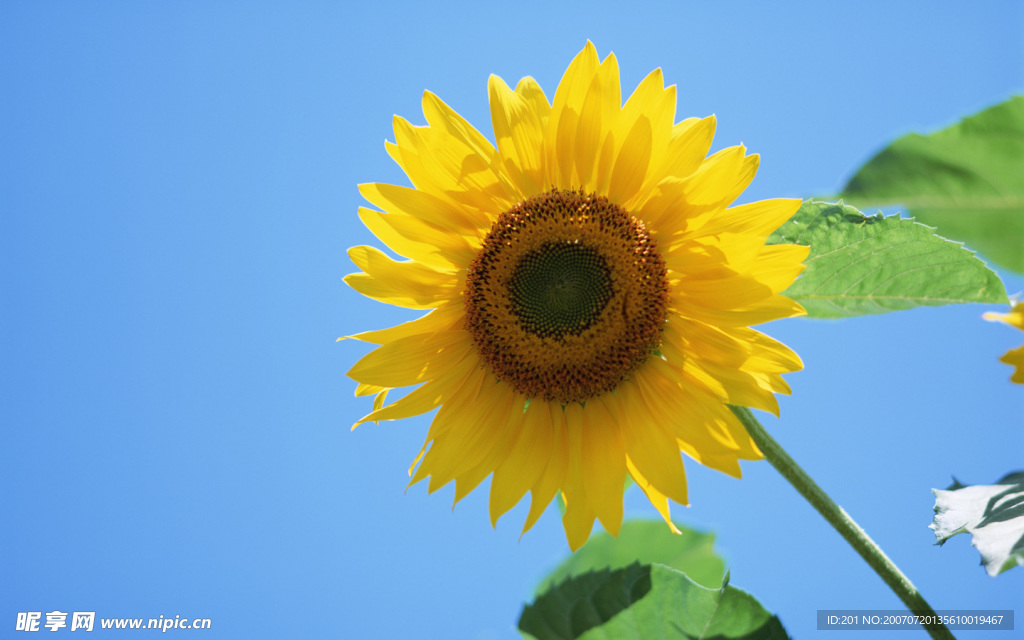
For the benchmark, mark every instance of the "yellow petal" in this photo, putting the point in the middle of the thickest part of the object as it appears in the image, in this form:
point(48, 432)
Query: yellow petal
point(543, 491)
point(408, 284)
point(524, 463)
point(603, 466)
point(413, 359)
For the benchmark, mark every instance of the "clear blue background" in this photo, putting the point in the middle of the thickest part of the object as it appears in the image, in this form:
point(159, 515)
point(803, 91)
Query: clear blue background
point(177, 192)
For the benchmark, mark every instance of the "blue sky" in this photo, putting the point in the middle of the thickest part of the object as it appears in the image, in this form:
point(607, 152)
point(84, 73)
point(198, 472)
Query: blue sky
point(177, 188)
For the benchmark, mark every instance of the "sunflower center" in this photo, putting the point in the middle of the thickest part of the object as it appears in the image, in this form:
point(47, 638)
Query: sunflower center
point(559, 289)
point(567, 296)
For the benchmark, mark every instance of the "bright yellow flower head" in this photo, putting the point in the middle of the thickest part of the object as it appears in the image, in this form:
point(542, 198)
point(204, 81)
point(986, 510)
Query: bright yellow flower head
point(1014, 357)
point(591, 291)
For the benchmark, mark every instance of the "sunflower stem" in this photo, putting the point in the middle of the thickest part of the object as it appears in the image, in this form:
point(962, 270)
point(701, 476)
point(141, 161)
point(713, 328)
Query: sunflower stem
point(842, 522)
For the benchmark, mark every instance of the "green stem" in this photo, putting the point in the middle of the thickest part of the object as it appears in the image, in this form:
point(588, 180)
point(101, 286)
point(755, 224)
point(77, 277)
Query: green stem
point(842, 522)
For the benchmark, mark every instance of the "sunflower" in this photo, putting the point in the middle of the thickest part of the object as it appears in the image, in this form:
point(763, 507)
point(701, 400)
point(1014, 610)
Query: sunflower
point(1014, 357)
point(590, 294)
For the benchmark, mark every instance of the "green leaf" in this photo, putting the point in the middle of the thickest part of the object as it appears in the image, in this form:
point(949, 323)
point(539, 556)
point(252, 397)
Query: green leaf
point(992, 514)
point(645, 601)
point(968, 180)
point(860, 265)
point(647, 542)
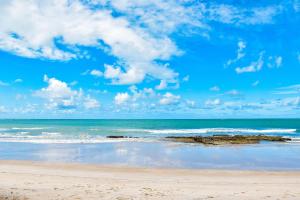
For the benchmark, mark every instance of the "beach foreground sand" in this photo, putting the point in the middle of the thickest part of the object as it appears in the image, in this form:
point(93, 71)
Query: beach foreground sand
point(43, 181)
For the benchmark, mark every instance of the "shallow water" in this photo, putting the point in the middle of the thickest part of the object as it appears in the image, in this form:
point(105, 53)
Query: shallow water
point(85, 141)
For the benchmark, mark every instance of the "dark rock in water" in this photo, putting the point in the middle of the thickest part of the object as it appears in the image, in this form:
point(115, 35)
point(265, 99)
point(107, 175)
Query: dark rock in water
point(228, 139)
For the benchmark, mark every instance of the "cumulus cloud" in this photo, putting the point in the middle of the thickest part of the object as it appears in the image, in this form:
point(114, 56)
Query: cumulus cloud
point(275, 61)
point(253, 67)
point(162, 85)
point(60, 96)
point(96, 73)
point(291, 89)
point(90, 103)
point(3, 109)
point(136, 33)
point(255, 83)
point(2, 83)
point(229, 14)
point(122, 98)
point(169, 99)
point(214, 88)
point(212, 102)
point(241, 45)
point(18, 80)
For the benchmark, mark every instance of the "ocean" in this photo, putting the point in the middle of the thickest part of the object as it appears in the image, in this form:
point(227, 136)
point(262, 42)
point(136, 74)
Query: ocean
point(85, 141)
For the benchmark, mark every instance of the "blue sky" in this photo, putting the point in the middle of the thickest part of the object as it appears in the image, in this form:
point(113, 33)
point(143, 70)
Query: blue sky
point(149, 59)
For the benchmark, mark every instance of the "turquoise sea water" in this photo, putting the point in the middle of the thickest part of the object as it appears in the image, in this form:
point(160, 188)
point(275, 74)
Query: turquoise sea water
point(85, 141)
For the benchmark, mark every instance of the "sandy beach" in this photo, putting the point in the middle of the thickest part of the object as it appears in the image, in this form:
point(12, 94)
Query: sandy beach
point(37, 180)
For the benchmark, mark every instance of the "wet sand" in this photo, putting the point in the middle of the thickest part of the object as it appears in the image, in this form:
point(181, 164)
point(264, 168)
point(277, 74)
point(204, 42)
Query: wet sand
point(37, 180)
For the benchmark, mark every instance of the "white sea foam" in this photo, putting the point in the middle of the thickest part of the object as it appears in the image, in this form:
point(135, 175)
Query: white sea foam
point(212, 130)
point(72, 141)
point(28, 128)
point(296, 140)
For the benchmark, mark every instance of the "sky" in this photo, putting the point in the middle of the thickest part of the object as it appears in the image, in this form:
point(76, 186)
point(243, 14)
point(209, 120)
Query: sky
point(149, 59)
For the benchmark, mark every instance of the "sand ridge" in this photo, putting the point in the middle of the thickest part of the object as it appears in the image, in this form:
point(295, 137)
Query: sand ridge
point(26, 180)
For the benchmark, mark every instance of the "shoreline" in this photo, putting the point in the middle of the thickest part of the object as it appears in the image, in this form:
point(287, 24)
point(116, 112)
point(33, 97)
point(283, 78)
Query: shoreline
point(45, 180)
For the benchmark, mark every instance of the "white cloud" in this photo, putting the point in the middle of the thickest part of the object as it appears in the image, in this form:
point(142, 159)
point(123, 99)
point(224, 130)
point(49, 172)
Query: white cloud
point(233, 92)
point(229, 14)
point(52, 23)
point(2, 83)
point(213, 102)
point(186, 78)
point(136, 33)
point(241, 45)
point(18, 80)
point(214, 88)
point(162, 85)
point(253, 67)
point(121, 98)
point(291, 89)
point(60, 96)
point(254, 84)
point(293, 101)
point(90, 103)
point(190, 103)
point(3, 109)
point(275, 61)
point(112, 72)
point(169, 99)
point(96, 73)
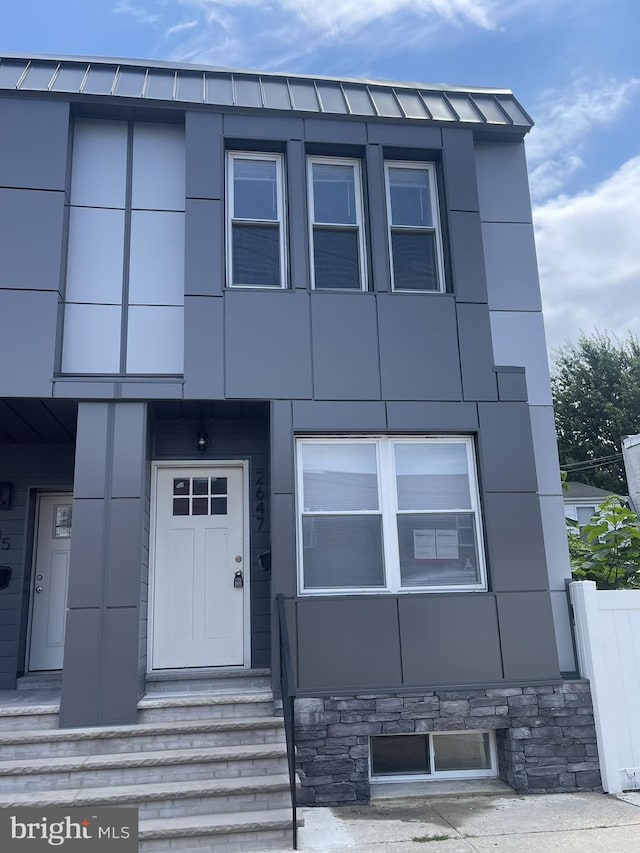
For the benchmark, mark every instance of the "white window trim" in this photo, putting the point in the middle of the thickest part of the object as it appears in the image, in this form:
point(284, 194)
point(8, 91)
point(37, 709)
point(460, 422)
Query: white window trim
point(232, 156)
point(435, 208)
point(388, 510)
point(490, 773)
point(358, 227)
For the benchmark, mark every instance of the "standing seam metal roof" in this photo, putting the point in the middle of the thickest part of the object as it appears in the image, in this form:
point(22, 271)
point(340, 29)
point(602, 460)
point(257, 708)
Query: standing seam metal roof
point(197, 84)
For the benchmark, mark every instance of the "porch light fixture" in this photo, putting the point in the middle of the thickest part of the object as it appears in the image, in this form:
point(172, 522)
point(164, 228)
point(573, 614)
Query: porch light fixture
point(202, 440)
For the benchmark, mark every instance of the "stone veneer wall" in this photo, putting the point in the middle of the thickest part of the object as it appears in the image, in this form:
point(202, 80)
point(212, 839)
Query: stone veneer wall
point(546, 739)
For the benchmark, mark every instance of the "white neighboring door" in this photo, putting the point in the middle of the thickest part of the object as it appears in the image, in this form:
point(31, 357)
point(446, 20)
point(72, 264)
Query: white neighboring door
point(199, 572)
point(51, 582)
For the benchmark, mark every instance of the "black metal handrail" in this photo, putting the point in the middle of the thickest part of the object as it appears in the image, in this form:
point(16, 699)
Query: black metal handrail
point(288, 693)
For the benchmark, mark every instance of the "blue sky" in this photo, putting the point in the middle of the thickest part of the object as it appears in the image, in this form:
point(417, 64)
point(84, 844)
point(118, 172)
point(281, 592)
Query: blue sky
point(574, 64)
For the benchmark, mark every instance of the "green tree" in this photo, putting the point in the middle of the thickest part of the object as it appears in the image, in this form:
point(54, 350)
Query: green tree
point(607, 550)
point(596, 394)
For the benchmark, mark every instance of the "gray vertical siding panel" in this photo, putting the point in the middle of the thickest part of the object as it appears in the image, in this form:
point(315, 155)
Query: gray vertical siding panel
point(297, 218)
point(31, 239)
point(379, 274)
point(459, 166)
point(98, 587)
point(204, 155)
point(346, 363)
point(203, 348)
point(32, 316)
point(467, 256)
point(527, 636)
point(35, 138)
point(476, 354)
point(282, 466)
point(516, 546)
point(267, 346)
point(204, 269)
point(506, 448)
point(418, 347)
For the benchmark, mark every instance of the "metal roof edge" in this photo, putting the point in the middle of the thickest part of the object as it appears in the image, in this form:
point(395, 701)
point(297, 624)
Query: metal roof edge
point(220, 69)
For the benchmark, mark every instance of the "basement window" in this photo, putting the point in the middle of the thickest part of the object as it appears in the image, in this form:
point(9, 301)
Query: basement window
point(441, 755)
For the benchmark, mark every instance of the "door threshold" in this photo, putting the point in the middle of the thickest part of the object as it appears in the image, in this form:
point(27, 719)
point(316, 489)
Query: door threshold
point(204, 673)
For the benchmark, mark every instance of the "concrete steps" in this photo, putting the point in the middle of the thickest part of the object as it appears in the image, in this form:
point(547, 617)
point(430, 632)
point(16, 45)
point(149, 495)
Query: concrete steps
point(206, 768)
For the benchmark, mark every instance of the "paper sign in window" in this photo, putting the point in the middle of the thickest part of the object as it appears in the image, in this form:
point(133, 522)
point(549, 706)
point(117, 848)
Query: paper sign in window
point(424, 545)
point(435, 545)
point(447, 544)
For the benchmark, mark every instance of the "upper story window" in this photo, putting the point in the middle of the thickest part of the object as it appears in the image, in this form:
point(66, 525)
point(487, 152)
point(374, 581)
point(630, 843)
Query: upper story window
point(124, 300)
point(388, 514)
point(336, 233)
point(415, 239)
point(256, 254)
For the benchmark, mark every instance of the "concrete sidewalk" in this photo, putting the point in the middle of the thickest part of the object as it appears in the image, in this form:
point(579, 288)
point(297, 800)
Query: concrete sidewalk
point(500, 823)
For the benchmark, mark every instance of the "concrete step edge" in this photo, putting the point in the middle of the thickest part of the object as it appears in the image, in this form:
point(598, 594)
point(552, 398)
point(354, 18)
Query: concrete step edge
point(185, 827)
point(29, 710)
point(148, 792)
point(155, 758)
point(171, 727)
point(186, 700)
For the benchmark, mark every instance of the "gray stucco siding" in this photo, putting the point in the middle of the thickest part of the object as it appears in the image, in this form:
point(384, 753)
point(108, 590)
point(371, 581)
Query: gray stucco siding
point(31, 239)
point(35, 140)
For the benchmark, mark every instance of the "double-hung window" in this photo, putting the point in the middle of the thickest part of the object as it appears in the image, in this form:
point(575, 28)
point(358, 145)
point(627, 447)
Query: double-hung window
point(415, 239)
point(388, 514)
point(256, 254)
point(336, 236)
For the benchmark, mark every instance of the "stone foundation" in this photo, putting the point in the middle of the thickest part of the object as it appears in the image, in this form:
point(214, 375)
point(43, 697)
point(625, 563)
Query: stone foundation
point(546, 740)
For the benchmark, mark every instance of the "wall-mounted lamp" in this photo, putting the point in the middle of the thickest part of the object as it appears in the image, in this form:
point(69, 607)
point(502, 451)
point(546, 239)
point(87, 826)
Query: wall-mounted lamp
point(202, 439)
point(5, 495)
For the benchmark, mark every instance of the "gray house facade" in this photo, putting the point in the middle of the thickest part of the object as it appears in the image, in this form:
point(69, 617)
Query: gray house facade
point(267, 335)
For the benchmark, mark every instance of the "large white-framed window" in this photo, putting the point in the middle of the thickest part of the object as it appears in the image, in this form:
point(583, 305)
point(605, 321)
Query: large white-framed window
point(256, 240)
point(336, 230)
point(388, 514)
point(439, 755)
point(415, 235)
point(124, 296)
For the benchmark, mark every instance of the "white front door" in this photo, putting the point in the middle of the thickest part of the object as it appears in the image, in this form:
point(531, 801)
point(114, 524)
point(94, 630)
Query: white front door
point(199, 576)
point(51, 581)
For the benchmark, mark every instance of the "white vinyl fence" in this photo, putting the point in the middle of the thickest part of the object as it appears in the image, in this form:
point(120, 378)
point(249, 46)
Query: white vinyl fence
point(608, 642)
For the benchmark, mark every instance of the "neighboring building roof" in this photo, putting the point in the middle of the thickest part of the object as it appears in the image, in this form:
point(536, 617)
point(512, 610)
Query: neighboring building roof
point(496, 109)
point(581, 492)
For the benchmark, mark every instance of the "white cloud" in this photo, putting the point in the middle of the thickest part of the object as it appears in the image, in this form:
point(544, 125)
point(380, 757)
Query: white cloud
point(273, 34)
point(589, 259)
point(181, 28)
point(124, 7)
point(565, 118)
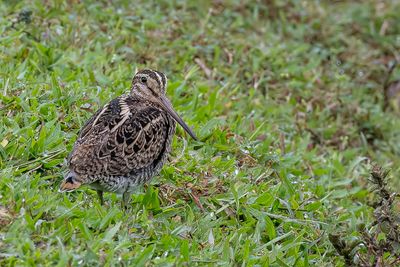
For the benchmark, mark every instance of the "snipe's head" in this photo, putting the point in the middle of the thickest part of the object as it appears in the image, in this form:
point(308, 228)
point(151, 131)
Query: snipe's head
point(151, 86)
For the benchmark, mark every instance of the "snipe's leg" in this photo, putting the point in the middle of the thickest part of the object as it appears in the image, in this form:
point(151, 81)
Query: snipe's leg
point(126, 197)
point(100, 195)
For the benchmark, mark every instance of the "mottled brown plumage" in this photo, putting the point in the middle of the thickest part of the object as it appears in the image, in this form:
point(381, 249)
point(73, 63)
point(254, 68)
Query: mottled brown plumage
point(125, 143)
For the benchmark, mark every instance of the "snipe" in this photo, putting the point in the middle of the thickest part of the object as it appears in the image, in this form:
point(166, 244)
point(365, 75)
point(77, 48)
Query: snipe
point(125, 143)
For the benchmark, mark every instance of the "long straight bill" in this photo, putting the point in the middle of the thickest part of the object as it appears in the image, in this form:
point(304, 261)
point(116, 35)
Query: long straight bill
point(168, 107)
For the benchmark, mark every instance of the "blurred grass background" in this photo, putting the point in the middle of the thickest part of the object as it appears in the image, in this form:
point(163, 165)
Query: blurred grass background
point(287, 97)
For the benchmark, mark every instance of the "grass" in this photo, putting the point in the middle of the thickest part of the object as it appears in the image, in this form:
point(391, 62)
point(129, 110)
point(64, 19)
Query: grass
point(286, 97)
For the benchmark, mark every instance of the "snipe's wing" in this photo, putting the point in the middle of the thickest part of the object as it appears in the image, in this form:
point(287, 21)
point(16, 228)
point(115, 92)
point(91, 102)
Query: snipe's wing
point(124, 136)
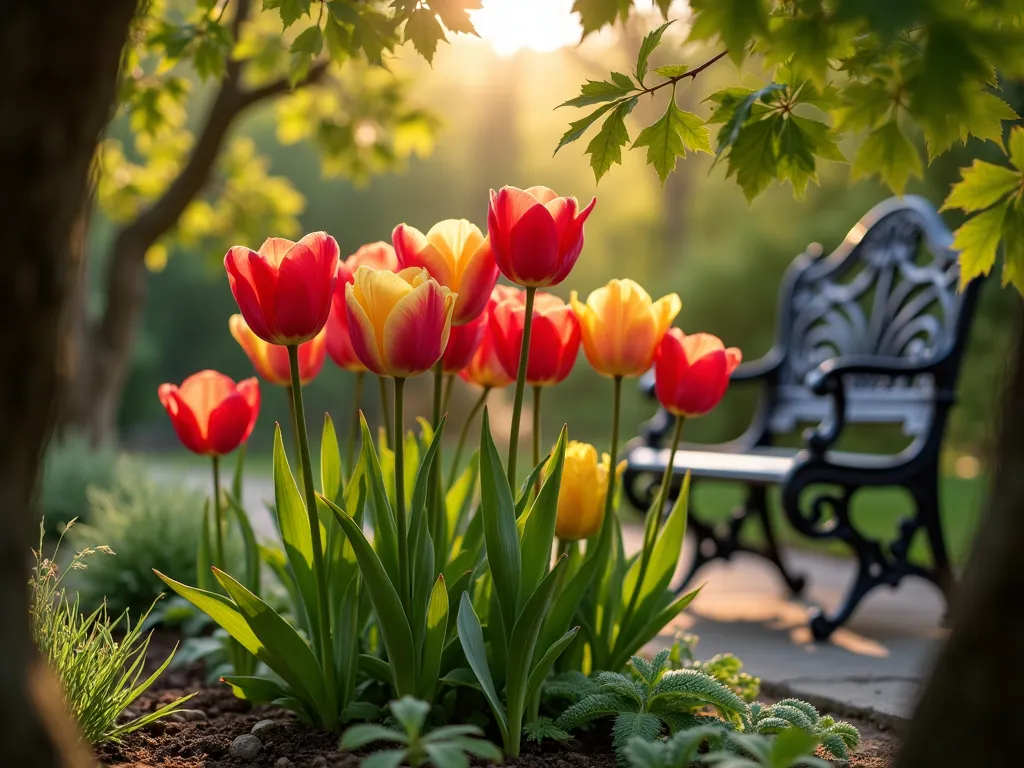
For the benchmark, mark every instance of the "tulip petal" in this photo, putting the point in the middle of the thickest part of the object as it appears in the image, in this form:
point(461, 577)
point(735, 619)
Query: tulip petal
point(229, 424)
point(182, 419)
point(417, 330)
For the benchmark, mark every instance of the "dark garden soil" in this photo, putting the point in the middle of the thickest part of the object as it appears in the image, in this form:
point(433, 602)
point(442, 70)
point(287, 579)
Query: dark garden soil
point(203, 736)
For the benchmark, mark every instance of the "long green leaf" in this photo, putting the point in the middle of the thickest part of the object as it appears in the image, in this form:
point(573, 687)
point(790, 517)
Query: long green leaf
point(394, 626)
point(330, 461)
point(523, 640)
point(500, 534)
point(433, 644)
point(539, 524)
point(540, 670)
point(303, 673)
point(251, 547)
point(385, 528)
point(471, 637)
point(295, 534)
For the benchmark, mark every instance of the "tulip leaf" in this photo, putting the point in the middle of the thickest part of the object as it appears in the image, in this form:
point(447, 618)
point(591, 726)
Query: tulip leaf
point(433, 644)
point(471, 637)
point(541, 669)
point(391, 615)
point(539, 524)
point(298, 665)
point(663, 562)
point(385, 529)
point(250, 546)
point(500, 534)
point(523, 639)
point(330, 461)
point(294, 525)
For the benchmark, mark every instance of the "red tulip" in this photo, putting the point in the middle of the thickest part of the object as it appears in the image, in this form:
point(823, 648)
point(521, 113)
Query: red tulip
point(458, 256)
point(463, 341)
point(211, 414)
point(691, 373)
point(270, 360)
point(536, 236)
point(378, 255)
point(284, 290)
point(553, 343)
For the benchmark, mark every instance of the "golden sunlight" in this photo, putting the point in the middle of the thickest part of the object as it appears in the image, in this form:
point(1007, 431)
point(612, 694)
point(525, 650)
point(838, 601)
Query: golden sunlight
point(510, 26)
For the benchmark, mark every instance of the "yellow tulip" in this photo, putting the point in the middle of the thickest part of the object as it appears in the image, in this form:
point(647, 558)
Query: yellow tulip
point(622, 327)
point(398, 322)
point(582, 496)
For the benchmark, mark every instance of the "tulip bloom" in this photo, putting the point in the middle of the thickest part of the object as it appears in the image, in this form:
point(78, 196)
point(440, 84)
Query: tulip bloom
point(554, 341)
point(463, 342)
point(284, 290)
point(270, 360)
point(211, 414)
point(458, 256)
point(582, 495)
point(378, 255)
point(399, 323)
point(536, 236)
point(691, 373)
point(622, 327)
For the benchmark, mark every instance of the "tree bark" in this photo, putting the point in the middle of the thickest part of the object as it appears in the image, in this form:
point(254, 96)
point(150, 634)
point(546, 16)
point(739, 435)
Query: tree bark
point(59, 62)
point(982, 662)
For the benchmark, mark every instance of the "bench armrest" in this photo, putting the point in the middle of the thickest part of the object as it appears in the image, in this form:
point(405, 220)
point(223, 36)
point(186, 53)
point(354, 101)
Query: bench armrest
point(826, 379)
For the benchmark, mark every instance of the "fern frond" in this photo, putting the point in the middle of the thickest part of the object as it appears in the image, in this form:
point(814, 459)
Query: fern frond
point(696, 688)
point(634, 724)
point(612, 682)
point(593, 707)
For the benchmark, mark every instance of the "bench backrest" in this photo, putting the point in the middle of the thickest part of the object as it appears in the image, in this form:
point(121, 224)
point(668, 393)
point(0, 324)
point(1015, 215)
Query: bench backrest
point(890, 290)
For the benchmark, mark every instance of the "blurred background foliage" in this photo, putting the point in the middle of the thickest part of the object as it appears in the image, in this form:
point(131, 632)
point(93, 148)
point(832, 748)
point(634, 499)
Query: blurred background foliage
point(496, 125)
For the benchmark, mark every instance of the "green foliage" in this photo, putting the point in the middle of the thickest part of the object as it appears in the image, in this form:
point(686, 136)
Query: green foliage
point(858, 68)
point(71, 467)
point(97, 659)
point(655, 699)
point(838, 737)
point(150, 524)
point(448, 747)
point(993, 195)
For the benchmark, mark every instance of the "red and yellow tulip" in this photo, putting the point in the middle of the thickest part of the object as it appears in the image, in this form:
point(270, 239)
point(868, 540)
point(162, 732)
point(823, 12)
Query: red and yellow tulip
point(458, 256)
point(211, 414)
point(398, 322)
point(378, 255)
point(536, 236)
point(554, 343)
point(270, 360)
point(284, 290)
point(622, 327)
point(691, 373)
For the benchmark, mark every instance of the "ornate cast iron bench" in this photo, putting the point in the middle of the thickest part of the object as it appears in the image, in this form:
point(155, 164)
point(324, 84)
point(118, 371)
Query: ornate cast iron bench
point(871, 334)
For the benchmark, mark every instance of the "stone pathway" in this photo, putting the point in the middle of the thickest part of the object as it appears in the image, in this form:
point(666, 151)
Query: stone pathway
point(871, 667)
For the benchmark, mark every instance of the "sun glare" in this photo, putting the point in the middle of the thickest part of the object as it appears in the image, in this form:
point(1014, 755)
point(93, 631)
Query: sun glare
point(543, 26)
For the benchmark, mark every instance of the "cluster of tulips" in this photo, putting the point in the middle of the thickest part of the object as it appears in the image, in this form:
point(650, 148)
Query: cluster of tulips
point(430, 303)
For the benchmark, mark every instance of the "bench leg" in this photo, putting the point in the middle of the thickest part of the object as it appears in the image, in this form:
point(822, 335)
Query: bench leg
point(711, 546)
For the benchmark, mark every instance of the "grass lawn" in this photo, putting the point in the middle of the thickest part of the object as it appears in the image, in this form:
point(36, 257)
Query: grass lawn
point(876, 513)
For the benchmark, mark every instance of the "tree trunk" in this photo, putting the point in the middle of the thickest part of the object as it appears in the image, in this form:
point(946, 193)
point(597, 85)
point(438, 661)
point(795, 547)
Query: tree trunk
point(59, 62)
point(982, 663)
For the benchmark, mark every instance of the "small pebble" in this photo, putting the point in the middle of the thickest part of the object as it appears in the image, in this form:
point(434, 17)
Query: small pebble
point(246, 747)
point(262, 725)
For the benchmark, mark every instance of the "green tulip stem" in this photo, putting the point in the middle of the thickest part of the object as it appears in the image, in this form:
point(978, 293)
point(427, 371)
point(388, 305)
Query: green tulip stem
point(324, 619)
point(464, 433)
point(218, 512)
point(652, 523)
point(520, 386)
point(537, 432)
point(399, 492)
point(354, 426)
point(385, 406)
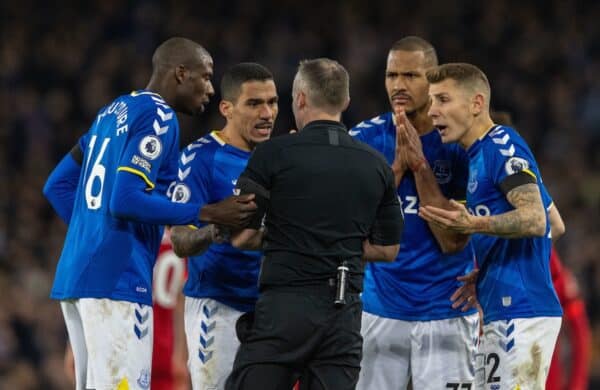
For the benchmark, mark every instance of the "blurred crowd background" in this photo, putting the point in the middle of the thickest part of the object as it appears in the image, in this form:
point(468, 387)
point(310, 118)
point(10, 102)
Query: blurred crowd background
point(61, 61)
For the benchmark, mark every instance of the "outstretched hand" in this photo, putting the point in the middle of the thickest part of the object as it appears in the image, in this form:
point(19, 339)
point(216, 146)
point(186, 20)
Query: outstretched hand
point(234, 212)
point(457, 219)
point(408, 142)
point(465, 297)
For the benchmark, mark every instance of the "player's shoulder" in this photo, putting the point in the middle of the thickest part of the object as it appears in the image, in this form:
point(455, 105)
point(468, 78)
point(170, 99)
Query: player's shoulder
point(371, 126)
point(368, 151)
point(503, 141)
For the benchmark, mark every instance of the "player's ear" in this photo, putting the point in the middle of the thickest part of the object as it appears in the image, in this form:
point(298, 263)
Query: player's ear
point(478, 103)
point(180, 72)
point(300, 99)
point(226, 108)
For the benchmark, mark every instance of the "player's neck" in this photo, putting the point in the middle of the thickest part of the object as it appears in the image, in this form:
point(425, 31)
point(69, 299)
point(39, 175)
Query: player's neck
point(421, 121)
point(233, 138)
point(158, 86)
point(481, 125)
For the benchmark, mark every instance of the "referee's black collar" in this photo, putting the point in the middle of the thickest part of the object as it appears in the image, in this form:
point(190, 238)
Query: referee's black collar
○ ○ ○ ○ ○
Show every line above that contains the string "stem".

• CORRECT ANSWER
For the benchmark, mark every instance of the "sunflower stem" in this photo, putting the point in the middle of the thickest part of the object as it appears in the image, in this form:
Query: sunflower stem
For the benchmark, mark every instance of the "green stem" in this photo, putting the point in the middle of the thickest part of the object as it appears in the image, in this form:
Query: green stem
For the benchmark, mark every instance of the "green tulip stem" in this photo, putting the point in the middle of the thickest part of the object as it appears in the image, in this form:
Query: green tulip stem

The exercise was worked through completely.